## Texte fourni
——————————

Chère future patronne, cher futur patron



Chère future patronne, cher futur patron, 
 
Vous êtes peut-être en train de mettre la dernière main au projet grâce auquel vous espérez être choisi(e) pour diriger Radio France, une maison riche de 50 stations et 5000 salariés. 
 
Vous avez lu que France Télévisions occupe quasi à plein temps la ministre de la Culture et que ses dirigeants sont convoqués toutes les semaines au CSA. Radio France, au contraire, ne semble poser aucun problème : un budget équilibré, malgré les coupes renouvelées de la tutelle,  "presque pas"  de mouvements sociaux et le sourire de la ministre et du CSA quand on parle de la maison ronde.
 
Que cette image est trompeuse, cher(e) candidat(e) ! 
 
Radio France est une cocotte minute qui siffle depuis longtemps et de plus en plus fort.
 
Le chantier ne se limite pas au bâtiment de la Maison de la Radio. Le plus gros des travaux reste à lancer en matière de renouvellement de l'offre des chaînes et de dialogue social.

——————————

## Extraits du jeu de données de segmentation
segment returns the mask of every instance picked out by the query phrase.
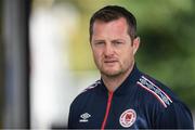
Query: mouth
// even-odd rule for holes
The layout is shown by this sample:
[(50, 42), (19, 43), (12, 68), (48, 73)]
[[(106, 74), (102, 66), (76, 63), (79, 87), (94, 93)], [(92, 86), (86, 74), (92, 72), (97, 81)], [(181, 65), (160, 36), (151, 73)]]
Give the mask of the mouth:
[(118, 61), (116, 61), (116, 60), (106, 60), (106, 61), (104, 61), (105, 64), (115, 64)]

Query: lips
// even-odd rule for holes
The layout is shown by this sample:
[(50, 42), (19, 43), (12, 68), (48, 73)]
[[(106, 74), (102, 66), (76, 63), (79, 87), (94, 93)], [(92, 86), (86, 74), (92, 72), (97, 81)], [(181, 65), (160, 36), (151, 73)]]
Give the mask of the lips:
[(105, 60), (104, 63), (112, 64), (118, 62), (117, 60)]

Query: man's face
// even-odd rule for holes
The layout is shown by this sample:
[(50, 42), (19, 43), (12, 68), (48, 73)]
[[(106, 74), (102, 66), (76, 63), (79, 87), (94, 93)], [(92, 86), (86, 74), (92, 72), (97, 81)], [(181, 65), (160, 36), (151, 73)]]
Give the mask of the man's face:
[(131, 40), (127, 22), (122, 17), (108, 23), (95, 21), (91, 48), (101, 74), (115, 77), (127, 74), (132, 68), (139, 38)]

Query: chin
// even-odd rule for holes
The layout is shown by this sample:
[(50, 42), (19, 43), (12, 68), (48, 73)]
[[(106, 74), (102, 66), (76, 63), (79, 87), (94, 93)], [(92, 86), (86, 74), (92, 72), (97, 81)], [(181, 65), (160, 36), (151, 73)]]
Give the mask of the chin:
[(116, 76), (119, 76), (121, 72), (120, 70), (105, 70), (105, 72), (102, 72), (102, 74), (107, 77), (116, 77)]

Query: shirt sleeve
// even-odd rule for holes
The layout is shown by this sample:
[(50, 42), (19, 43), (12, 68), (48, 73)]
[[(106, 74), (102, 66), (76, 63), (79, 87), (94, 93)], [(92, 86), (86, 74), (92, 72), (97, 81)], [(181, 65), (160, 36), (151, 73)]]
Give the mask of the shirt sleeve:
[(190, 109), (182, 103), (172, 103), (161, 112), (156, 128), (193, 129), (193, 118)]
[(72, 104), (69, 107), (69, 115), (68, 115), (68, 126), (67, 126), (68, 129), (74, 128), (74, 126), (73, 126), (74, 118), (73, 117), (74, 117), (74, 112), (73, 112), (73, 104)]

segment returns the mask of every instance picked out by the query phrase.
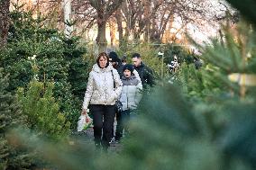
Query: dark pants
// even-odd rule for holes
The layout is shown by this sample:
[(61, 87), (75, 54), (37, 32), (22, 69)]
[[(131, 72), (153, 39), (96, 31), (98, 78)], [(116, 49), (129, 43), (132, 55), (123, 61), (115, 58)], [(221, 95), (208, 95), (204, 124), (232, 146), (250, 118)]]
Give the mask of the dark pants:
[(119, 140), (123, 137), (123, 130), (125, 132), (128, 132), (128, 122), (130, 120), (130, 110), (122, 111), (120, 115), (116, 115), (116, 131), (115, 131), (115, 139)]
[[(114, 121), (114, 106), (91, 104), (93, 114), (94, 137), (96, 144), (100, 144), (107, 148), (112, 138), (112, 129)], [(102, 134), (103, 132), (103, 134)]]

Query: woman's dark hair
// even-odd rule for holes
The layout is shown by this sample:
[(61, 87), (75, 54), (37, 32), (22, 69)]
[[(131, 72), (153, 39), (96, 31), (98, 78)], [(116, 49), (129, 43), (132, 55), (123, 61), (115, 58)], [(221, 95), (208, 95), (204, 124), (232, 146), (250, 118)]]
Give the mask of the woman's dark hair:
[(101, 52), (101, 53), (98, 54), (98, 56), (96, 58), (97, 66), (100, 67), (99, 59), (101, 58), (101, 57), (105, 58), (107, 60), (106, 65), (105, 65), (105, 67), (107, 67), (109, 66), (109, 57), (105, 52)]

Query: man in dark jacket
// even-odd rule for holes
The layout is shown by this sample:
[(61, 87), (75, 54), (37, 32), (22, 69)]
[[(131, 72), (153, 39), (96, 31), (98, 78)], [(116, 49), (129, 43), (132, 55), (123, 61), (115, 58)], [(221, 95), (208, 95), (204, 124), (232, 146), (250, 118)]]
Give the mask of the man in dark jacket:
[[(113, 67), (114, 69), (116, 69), (116, 71), (118, 72), (119, 76), (120, 76), (120, 78), (123, 76), (123, 65), (122, 65), (122, 62), (121, 62), (121, 59), (118, 58), (116, 52), (114, 51), (111, 51), (109, 53), (109, 61), (111, 62)], [(115, 112), (116, 114), (116, 123), (117, 123), (117, 127), (120, 126), (121, 124), (121, 121), (122, 121), (122, 118), (121, 118), (121, 112), (116, 111)], [(120, 137), (119, 137), (120, 139)], [(113, 143), (114, 142), (114, 127), (112, 129), (112, 139), (111, 141), (109, 141), (110, 143)]]
[(141, 55), (139, 53), (133, 54), (132, 60), (135, 70), (139, 73), (143, 88), (147, 85), (152, 86), (153, 82), (153, 72), (142, 61)]

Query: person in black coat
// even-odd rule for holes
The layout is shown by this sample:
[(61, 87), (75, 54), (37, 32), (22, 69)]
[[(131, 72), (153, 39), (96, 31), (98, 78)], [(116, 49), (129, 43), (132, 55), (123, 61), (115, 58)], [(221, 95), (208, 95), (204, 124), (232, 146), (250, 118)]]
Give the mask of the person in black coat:
[(141, 55), (139, 53), (133, 54), (132, 60), (135, 70), (139, 73), (143, 88), (148, 85), (152, 86), (154, 85), (153, 72), (142, 63)]
[(118, 58), (116, 52), (114, 51), (111, 51), (108, 56), (109, 56), (109, 61), (111, 62), (113, 67), (117, 70), (121, 78), (123, 76), (123, 67), (121, 59)]

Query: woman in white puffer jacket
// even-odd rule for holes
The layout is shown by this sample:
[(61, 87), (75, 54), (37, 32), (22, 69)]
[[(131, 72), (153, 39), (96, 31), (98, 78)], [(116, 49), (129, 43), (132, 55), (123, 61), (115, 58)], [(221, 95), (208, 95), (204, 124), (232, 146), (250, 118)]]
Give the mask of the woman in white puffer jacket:
[(137, 108), (142, 99), (142, 85), (140, 77), (133, 74), (133, 70), (134, 67), (131, 64), (124, 65), (123, 68), (123, 76), (121, 78), (123, 89), (120, 97), (123, 111), (121, 112), (121, 123), (116, 126), (115, 141), (117, 142), (123, 137), (123, 129), (127, 132), (130, 113)]
[(87, 114), (90, 104), (96, 148), (102, 146), (106, 150), (109, 147), (115, 115), (114, 104), (120, 97), (122, 85), (117, 71), (109, 64), (107, 54), (100, 53), (89, 74), (82, 108), (82, 113)]

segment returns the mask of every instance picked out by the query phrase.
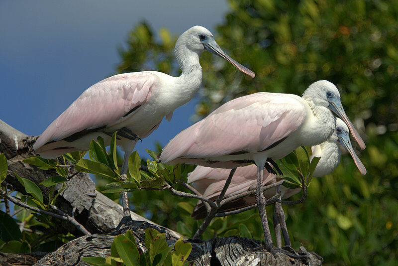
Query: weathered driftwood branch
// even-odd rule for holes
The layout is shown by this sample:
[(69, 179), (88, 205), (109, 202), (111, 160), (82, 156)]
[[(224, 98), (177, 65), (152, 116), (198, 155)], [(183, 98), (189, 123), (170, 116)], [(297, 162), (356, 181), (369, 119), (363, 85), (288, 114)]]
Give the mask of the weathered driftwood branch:
[[(17, 191), (25, 194), (24, 188), (15, 177), (13, 172), (38, 184), (43, 180), (57, 174), (53, 171), (43, 171), (26, 164), (22, 161), (27, 158), (35, 138), (28, 136), (12, 128), (0, 120), (0, 153), (4, 152), (8, 159), (8, 172), (5, 182)], [(45, 201), (48, 200), (49, 189), (39, 186), (43, 192)], [(57, 187), (60, 189), (60, 185)], [(0, 253), (0, 265), (87, 265), (82, 258), (90, 256), (106, 257), (110, 255), (110, 247), (116, 236), (108, 233), (114, 228), (122, 216), (122, 207), (95, 189), (95, 185), (90, 176), (78, 173), (66, 183), (66, 187), (58, 197), (56, 204), (59, 210), (68, 214), (90, 232), (95, 234), (84, 236), (70, 241), (54, 252), (44, 257), (41, 253), (26, 254)], [(74, 215), (76, 210), (76, 215)], [(168, 242), (173, 244), (180, 235), (172, 230), (162, 227), (143, 217), (131, 212), (134, 221), (128, 227), (122, 228), (119, 233), (125, 233), (131, 229), (136, 242), (141, 250), (145, 247), (144, 232), (152, 227), (165, 233)], [(144, 221), (148, 222), (145, 222)], [(63, 226), (72, 233), (79, 235), (75, 228), (67, 221)], [(97, 234), (96, 234), (97, 233)], [(193, 251), (189, 260), (198, 266), (209, 265), (320, 265), (321, 261), (305, 250), (300, 254), (306, 254), (309, 262), (294, 260), (278, 253), (276, 259), (264, 250), (251, 251), (261, 245), (256, 241), (242, 238), (231, 237), (217, 238), (206, 241), (191, 239)]]
[[(0, 120), (0, 153), (5, 154), (8, 164), (5, 182), (23, 194), (26, 194), (25, 189), (14, 172), (36, 184), (58, 175), (55, 171), (43, 171), (22, 162), (32, 155), (30, 150), (35, 141), (35, 137), (26, 135)], [(70, 215), (76, 210), (75, 219), (92, 234), (109, 232), (116, 227), (123, 216), (122, 207), (97, 191), (95, 184), (88, 174), (78, 173), (66, 184), (55, 204), (59, 210)], [(45, 201), (48, 201), (50, 189), (39, 186), (43, 191)], [(62, 185), (58, 185), (56, 188), (61, 187)], [(131, 214), (133, 220), (153, 223), (132, 212)], [(61, 224), (72, 234), (82, 235), (68, 221), (62, 221)], [(177, 237), (180, 236), (175, 234)]]
[[(119, 233), (124, 234), (130, 229), (133, 232), (135, 241), (142, 252), (146, 251), (145, 246), (145, 230), (152, 227), (166, 234), (169, 245), (173, 245), (177, 238), (171, 235), (170, 230), (164, 227), (155, 226), (149, 223), (134, 221), (128, 227), (122, 228)], [(85, 265), (82, 258), (85, 257), (103, 257), (110, 256), (110, 247), (115, 234), (93, 235), (85, 236), (72, 240), (56, 251), (49, 254), (34, 265), (42, 266)], [(260, 247), (260, 244), (253, 240), (230, 237), (216, 238), (207, 241), (190, 239), (187, 242), (192, 244), (192, 252), (188, 261), (199, 266), (210, 265), (231, 266), (317, 266), (321, 261), (314, 255), (305, 251), (300, 255), (308, 256), (308, 261), (295, 260), (285, 254), (278, 253), (277, 258), (264, 250), (251, 251)]]

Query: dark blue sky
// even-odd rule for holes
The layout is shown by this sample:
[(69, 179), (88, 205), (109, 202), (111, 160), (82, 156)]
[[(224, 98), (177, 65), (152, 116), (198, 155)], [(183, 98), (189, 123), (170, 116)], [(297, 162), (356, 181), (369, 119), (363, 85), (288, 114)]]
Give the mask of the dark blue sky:
[[(0, 119), (38, 135), (86, 89), (114, 73), (116, 48), (137, 22), (145, 19), (155, 30), (165, 27), (176, 35), (195, 25), (214, 33), (228, 8), (212, 0), (2, 0)], [(177, 109), (171, 122), (139, 142), (140, 154), (191, 125), (197, 102)]]

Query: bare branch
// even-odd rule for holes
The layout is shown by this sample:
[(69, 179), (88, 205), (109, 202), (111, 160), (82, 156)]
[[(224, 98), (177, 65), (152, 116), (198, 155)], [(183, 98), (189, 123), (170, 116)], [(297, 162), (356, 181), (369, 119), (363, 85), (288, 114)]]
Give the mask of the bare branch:
[[(39, 208), (32, 207), (31, 206), (26, 204), (26, 203), (24, 203), (24, 202), (22, 202), (22, 201), (17, 199), (16, 198), (14, 198), (12, 196), (10, 196), (8, 194), (8, 193), (7, 193), (6, 191), (3, 190), (1, 188), (0, 188), (0, 194), (1, 194), (1, 196), (2, 196), (3, 197), (8, 199), (14, 204), (17, 205), (19, 206), (28, 209), (29, 210), (30, 210), (31, 211), (33, 211), (34, 212), (42, 213), (43, 214), (46, 214), (47, 215), (49, 215), (50, 216), (58, 218), (61, 220), (63, 220), (64, 221), (68, 221), (71, 223), (72, 223), (74, 225), (76, 226), (77, 228), (85, 235), (91, 235), (91, 234), (90, 234), (90, 232), (89, 232), (89, 231), (86, 230), (86, 229), (84, 228), (84, 227), (83, 227), (83, 226), (82, 225), (80, 225), (80, 224), (79, 224), (79, 223), (76, 222), (76, 220), (75, 220), (74, 218), (73, 218), (73, 217), (71, 217), (66, 213), (63, 213), (63, 212), (61, 212), (60, 211), (58, 210), (58, 211), (59, 211), (60, 213), (63, 213), (63, 215), (59, 215), (55, 213), (52, 213), (49, 212), (47, 212), (44, 210), (41, 210)], [(52, 205), (50, 205), (50, 206), (51, 206)], [(55, 207), (55, 206), (54, 207)], [(57, 207), (55, 208), (56, 208)], [(57, 209), (58, 210), (58, 208), (57, 208)], [(73, 222), (73, 221), (74, 221), (74, 222)], [(79, 225), (80, 225), (80, 226), (79, 226)], [(84, 229), (84, 230), (82, 230), (82, 228), (83, 228), (83, 229)]]
[(212, 206), (216, 206), (215, 205), (215, 203), (213, 202), (212, 201), (210, 200), (209, 199), (206, 199), (206, 198), (204, 198), (203, 196), (195, 195), (194, 194), (187, 193), (187, 192), (184, 192), (183, 191), (180, 191), (179, 190), (175, 189), (174, 188), (172, 187), (169, 184), (167, 183), (165, 183), (164, 189), (167, 189), (171, 193), (172, 195), (174, 195), (175, 196), (179, 196), (180, 197), (185, 197), (187, 198), (198, 199), (201, 201), (205, 201)]
[(225, 192), (228, 189), (228, 187), (229, 186), (229, 184), (231, 183), (232, 176), (233, 176), (233, 174), (235, 173), (235, 171), (236, 170), (236, 168), (231, 170), (231, 171), (229, 172), (229, 175), (228, 176), (228, 179), (227, 179), (226, 181), (225, 181), (225, 184), (224, 185), (224, 187), (222, 188), (222, 190), (221, 190), (220, 195), (218, 195), (218, 197), (217, 198), (217, 200), (215, 201), (216, 206), (212, 206), (210, 211), (207, 212), (207, 215), (206, 216), (206, 218), (204, 219), (204, 221), (203, 221), (202, 224), (201, 224), (200, 226), (199, 227), (198, 231), (196, 231), (196, 233), (195, 233), (195, 234), (194, 235), (194, 238), (199, 238), (200, 237), (203, 233), (204, 232), (204, 230), (206, 230), (206, 228), (207, 228), (208, 225), (210, 224), (210, 222), (211, 222), (211, 220), (213, 219), (213, 218), (215, 217), (215, 214), (217, 213), (217, 211), (221, 206), (220, 203), (222, 200), (222, 198), (224, 197), (224, 195), (225, 195)]
[[(269, 205), (273, 203), (275, 203), (275, 202), (279, 202), (280, 200), (279, 199), (279, 197), (281, 196), (281, 191), (278, 191), (275, 195), (267, 200), (265, 202), (266, 205)], [(241, 208), (240, 209), (238, 209), (237, 210), (235, 210), (234, 211), (230, 211), (229, 212), (218, 212), (215, 214), (214, 217), (222, 217), (223, 216), (227, 216), (228, 215), (232, 215), (233, 214), (237, 214), (238, 213), (240, 213), (241, 212), (245, 212), (246, 211), (248, 211), (249, 210), (251, 210), (252, 209), (254, 209), (255, 208), (257, 207), (257, 204), (253, 204), (252, 205), (244, 207), (243, 208)]]
[[(273, 187), (277, 187), (278, 186), (282, 184), (282, 183), (284, 181), (284, 180), (280, 180), (278, 182), (274, 183), (273, 184), (271, 184), (271, 185), (268, 185), (268, 186), (265, 186), (263, 187), (263, 191), (267, 190), (267, 189), (269, 189), (270, 188), (272, 188)], [(249, 191), (247, 191), (246, 192), (242, 192), (234, 196), (231, 196), (230, 197), (228, 197), (225, 198), (221, 202), (221, 205), (223, 205), (226, 203), (229, 203), (231, 201), (233, 201), (237, 199), (240, 199), (241, 198), (243, 198), (243, 197), (246, 197), (246, 196), (250, 196), (250, 195), (254, 195), (256, 194), (256, 190), (253, 189), (252, 190), (250, 190)]]
[(54, 211), (57, 211), (59, 213), (60, 213), (63, 216), (67, 217), (68, 219), (67, 219), (67, 221), (69, 221), (72, 224), (74, 225), (76, 228), (79, 229), (79, 230), (83, 233), (84, 234), (86, 235), (86, 236), (89, 236), (91, 235), (90, 232), (87, 231), (87, 230), (84, 228), (83, 226), (78, 223), (77, 221), (75, 220), (75, 218), (72, 217), (72, 216), (70, 216), (66, 213), (64, 213), (58, 208), (56, 206), (53, 205), (52, 204), (49, 204), (50, 208), (54, 210)]
[[(185, 182), (182, 183), (181, 185), (184, 187), (187, 188), (188, 189), (189, 189), (190, 190), (192, 191), (193, 193), (196, 194), (196, 195), (203, 197), (203, 195), (201, 194), (200, 194), (200, 193), (199, 191), (195, 189), (195, 188), (194, 187), (191, 186), (190, 185), (187, 184)], [(209, 204), (204, 200), (202, 200), (201, 202), (203, 205), (204, 205), (204, 208), (206, 208), (206, 211), (207, 212), (209, 212), (210, 211), (210, 210), (211, 209), (211, 207), (210, 206), (210, 204)]]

——————————

## Exercice proposé 1
Réécrivez sous forme de liste le paragraphe du texte sur Radio France qui commence par « Vous avez lu que France Télévisions », en conservant ses faits principaux.
## Exercice proposé 2
D'après le texte sur Radio France, combien de stations et de salariés compte cette maison ?
## Exercice proposé 3
Selon le texte sur Radio France, pourquoi l'image d'une maison sans problème est-elle trompeuse ?

## Corrigé détaillé 1
- France Télévisions occupe presque à plein temps la ministre de la Culture, et ses dirigeants sont convoqués chaque semaine au CSA.
- Radio France, à l'inverse, ne paraît poser aucun problème :
  - un budget équilibré, malgré les coupes répétées de la tutelle ;
  - « presque pas » de mouvements sociaux ;
  - le sourire de la ministre et du CSA lorsqu'il est question de la maison ronde.

## Corrigé détaillé 2
Radio France compte 50 stations et 5000 salariés.

## Corrigé détaillé 3
Radio France est décrite comme une cocotte-minute qui siffle depuis longtemps et de plus en plus fort. Le chantier ne se limite pas au bâtiment de la Maison de la Radio, car le plus gros des travaux reste à lancer pour renouveler l'offre des chaînes et le dialogue social.